[Location labeling records]
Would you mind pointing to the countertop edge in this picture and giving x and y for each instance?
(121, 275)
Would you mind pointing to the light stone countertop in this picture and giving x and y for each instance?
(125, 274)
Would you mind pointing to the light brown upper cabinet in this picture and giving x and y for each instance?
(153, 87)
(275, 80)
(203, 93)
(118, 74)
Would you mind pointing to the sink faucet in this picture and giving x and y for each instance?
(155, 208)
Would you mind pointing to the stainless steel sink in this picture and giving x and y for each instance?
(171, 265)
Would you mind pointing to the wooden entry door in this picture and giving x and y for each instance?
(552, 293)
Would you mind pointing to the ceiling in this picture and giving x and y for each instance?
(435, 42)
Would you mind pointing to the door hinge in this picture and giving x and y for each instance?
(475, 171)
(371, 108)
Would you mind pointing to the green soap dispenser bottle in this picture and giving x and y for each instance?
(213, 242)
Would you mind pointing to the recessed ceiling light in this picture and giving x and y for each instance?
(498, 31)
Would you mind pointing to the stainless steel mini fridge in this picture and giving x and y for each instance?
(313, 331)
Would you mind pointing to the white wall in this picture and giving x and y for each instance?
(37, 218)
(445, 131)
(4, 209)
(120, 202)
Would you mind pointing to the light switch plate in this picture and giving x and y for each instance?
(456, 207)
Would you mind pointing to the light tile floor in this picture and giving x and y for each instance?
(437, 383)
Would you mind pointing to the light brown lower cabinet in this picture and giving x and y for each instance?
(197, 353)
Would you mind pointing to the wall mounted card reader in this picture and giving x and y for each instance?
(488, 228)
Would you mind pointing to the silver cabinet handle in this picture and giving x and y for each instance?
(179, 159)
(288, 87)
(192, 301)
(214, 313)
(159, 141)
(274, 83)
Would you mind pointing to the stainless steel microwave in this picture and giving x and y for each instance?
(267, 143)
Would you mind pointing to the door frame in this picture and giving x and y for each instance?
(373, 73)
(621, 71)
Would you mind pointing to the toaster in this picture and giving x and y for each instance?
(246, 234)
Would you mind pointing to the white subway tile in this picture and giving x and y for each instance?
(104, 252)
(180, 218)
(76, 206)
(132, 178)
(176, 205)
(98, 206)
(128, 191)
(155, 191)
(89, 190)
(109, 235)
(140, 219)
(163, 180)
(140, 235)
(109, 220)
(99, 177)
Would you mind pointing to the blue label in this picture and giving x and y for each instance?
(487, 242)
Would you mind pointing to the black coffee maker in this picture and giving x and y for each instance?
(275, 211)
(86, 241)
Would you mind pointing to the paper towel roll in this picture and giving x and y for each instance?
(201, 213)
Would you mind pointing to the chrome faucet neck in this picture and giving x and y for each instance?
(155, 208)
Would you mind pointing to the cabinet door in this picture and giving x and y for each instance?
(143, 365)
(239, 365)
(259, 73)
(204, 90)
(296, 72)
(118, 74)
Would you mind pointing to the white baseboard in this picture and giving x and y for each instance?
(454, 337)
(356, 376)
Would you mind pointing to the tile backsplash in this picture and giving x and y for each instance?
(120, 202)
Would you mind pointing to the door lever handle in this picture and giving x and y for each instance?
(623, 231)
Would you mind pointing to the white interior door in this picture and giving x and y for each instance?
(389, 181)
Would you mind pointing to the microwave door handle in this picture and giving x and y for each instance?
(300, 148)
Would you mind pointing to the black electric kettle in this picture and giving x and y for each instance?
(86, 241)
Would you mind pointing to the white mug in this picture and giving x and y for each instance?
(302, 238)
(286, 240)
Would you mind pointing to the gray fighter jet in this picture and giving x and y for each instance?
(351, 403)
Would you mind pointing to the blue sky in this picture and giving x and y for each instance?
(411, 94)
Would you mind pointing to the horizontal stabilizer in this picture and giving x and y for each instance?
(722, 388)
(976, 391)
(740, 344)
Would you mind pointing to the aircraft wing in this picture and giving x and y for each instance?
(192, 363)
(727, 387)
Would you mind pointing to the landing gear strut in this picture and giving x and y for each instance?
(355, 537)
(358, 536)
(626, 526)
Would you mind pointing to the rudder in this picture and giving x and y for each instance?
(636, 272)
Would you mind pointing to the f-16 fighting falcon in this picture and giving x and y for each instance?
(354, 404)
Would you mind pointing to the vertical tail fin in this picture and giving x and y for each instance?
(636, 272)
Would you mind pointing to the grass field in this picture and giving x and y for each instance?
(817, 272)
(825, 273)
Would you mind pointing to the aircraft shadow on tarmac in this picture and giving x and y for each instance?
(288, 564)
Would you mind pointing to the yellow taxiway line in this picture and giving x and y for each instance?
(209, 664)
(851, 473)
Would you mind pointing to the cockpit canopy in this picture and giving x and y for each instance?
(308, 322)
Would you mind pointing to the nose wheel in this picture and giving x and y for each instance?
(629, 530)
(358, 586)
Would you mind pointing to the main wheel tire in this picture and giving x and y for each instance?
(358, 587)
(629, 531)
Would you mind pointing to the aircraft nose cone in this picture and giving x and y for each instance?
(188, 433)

---

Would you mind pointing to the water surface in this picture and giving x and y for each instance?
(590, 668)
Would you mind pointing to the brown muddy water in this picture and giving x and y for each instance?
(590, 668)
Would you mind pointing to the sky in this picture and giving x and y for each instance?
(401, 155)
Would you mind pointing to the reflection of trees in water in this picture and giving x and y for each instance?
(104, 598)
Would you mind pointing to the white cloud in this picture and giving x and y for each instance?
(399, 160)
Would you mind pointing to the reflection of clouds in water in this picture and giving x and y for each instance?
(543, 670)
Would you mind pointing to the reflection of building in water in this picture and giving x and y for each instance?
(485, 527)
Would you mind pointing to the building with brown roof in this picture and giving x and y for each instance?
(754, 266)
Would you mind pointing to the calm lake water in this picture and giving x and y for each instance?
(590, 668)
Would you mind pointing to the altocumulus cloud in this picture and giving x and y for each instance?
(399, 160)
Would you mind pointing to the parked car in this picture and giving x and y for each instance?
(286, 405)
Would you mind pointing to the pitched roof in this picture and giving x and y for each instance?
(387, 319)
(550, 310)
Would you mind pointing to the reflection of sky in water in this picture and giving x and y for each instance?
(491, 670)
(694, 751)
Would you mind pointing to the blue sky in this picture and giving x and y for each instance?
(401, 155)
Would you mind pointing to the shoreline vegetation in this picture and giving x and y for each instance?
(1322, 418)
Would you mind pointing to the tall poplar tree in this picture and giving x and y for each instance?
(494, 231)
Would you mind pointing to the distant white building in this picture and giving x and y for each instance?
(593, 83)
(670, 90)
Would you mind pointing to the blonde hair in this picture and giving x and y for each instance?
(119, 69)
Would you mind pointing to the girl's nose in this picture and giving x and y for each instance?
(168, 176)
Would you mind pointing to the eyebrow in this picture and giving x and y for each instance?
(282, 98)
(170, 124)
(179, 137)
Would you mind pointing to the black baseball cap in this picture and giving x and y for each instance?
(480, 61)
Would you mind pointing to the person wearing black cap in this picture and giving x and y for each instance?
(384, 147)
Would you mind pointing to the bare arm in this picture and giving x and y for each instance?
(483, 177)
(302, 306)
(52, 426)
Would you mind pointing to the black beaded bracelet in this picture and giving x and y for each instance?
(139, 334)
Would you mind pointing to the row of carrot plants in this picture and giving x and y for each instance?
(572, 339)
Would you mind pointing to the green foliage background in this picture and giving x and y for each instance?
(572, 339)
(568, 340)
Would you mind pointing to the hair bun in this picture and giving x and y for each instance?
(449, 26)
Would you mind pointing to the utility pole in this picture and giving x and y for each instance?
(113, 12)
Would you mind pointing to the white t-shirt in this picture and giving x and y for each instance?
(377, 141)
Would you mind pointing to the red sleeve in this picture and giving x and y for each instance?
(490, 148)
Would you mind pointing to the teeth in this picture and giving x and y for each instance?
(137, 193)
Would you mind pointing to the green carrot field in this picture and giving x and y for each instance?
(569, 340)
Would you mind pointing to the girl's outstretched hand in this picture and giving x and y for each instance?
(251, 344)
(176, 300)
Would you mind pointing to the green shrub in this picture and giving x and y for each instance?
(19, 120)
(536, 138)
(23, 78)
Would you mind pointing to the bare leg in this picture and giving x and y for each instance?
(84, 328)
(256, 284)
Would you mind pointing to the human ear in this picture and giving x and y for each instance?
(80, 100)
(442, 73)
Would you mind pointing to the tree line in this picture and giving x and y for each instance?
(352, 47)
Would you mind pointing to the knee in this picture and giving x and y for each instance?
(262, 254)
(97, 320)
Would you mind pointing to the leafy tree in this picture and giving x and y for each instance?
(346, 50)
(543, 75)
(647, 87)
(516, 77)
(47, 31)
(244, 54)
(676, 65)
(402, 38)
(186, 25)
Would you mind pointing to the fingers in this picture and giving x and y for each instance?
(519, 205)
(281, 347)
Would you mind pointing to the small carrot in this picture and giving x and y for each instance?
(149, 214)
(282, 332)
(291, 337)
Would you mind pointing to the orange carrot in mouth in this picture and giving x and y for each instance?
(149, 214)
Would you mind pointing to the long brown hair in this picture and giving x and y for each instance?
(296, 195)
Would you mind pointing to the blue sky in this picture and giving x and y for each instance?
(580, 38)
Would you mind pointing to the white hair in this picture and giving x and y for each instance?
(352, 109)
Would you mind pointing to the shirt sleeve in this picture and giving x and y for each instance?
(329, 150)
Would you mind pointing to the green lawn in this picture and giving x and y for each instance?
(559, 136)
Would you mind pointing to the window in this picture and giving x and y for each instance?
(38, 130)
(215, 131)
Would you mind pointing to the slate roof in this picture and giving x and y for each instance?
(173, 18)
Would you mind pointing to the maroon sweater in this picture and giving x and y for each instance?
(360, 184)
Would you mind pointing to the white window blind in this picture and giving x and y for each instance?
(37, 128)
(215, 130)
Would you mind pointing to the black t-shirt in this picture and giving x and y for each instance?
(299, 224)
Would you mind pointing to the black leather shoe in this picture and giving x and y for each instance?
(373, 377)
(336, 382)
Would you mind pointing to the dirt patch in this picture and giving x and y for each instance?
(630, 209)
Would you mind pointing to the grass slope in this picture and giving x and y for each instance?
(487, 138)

§ **Written problem**:
Find every line in the location labeling records that contains the word "wall" and copy each of those lines.

§ **Task solution**:
Would you mind pointing to the white wall in this picture and giving x and y for each instance?
Would you mind pointing to the wall mounted card reader in this picture and giving x and y for each instance?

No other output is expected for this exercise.